(Stored data entries)
>>>>

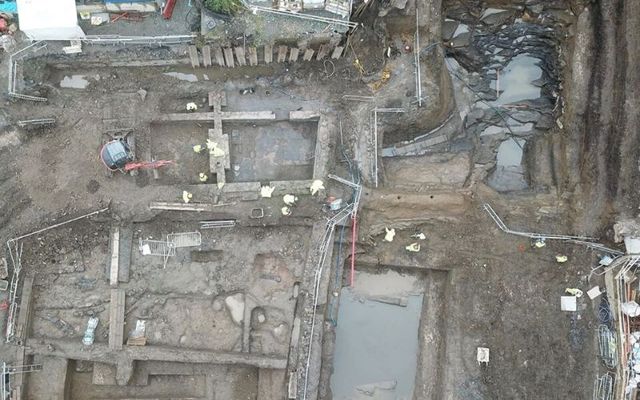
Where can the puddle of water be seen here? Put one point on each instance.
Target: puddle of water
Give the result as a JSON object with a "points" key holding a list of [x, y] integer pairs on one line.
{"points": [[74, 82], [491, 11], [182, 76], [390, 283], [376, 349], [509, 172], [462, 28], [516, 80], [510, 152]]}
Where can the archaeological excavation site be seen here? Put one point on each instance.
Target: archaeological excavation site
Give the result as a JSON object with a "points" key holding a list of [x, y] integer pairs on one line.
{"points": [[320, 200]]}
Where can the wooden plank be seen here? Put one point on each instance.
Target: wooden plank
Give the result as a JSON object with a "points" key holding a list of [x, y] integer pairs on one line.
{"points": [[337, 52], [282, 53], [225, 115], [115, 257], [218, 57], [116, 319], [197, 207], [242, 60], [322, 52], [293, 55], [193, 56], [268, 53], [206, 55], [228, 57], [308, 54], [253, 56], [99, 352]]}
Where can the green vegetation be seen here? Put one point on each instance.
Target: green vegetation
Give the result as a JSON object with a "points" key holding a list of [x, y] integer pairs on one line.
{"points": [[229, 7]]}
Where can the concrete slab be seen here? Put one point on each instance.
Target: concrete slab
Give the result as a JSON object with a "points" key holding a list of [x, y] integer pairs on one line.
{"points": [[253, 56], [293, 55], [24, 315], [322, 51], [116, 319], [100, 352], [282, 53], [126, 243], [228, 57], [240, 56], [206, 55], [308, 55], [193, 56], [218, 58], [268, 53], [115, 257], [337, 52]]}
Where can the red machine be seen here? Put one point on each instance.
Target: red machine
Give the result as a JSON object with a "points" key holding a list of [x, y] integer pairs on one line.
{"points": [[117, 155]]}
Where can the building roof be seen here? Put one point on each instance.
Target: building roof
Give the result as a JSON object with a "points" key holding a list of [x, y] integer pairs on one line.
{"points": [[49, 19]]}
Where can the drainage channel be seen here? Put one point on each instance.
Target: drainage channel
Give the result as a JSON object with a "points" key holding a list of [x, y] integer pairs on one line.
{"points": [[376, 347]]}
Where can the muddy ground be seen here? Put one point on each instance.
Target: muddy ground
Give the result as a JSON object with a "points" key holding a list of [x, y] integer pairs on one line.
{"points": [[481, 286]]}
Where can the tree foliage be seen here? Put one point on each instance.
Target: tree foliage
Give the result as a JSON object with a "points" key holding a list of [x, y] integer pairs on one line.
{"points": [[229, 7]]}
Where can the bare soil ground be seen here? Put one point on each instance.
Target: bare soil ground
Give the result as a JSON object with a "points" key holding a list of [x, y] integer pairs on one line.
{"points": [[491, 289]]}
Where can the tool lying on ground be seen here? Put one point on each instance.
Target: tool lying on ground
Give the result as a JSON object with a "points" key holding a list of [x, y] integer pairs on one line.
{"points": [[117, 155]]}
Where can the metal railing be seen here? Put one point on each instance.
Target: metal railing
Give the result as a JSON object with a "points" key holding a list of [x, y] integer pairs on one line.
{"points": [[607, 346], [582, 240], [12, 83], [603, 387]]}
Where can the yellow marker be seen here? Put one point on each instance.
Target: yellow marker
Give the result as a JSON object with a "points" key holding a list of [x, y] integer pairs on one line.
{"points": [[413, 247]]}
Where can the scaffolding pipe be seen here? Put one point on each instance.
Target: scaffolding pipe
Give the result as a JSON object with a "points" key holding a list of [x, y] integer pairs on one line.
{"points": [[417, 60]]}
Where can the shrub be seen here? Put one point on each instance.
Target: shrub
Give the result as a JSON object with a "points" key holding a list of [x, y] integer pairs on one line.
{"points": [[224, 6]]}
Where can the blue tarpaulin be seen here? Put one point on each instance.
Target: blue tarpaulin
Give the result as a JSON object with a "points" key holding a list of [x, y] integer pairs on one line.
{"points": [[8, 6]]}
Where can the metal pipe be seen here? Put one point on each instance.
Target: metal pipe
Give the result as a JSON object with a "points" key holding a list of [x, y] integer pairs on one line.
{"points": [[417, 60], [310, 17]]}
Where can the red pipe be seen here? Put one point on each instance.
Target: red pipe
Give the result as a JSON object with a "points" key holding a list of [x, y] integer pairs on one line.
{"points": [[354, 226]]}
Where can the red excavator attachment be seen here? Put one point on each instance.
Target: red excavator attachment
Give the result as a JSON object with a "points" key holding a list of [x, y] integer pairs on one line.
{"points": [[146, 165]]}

<<<<

**Your instructions:**
Copy word for word each line of the data above, from the first through the one containing "Target: red machine", and include no pictures.

**Expected answer:**
Where can the puddle of water be seen here? Put one point on each instance.
Target: puddle of water
Give the result as a JSON object with a "points" key holding a list of [x, y] integer pairs on one line.
{"points": [[74, 82], [491, 11], [182, 76], [390, 283], [376, 349], [509, 172], [462, 28], [516, 80], [510, 152]]}
Where can the archaeological excavation site be seen here? Put one point on each instance.
Target: archaeological excavation site
Give the result as a JSON object with a "points" key holding a list of [x, y] integer pairs on one line.
{"points": [[320, 200]]}
Where can the wooden plank be seen here? Put one point on each instance.
Target: wooden plank
Give the result as a JSON object with a "points" key holding a list of [x, y] integer pairs on one line.
{"points": [[337, 52], [282, 53], [225, 115], [115, 257], [218, 57], [116, 319], [197, 207], [242, 60], [322, 52], [293, 55], [193, 56], [268, 53], [206, 55], [228, 57], [308, 54], [253, 56], [99, 352]]}
Where can the green vegetation be seen here? Put one point on each instance.
Target: green vegetation
Give the result as a JSON object with a "points" key holding a list of [x, y] integer pairs on one line.
{"points": [[229, 7]]}
Where can the concrete slab be seen here? Put one point on each instance.
Target: concrete slab
Give the result as a JSON object with a "points" key holding a list of [x, y] integer pairs on one line.
{"points": [[253, 56], [293, 55], [24, 315], [322, 51], [116, 319], [100, 352], [282, 53], [126, 243], [228, 57], [240, 56], [206, 55], [308, 55], [193, 56], [218, 58], [268, 53], [115, 257], [337, 52]]}
Where can the red machine be seen here? Put one point on each instance.
Target: red machine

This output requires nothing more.